__Task details__
Whenever the string "queried" turns up in a line below, that line should be copied.

__Exercise inputs__
[Start of Attachment]
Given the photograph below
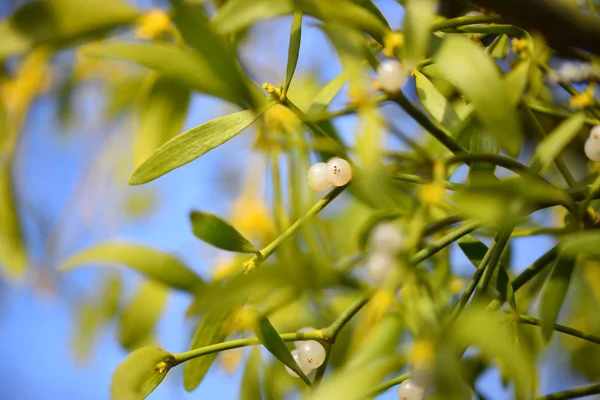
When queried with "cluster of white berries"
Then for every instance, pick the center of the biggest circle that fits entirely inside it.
(574, 72)
(409, 390)
(386, 241)
(309, 354)
(592, 144)
(391, 75)
(336, 172)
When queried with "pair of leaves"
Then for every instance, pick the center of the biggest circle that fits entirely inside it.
(155, 265)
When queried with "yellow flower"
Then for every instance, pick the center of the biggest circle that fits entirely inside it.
(582, 100)
(392, 41)
(153, 24)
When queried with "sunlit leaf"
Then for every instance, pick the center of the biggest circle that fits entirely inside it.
(556, 141)
(139, 317)
(190, 145)
(213, 230)
(137, 376)
(467, 66)
(250, 387)
(420, 15)
(161, 117)
(293, 49)
(554, 293)
(269, 337)
(154, 264)
(199, 71)
(61, 22)
(209, 331)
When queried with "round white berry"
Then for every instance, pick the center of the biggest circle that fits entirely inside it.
(379, 266)
(303, 367)
(311, 354)
(317, 177)
(409, 390)
(302, 330)
(592, 150)
(391, 75)
(386, 237)
(339, 171)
[End of Attachment]
__Finished exercise__
When queried with "cluster of white berries"
When queried with "pair of leaves"
When queried with "yellow flower"
When queried with "sunlit leaf"
When queried with "round white berry"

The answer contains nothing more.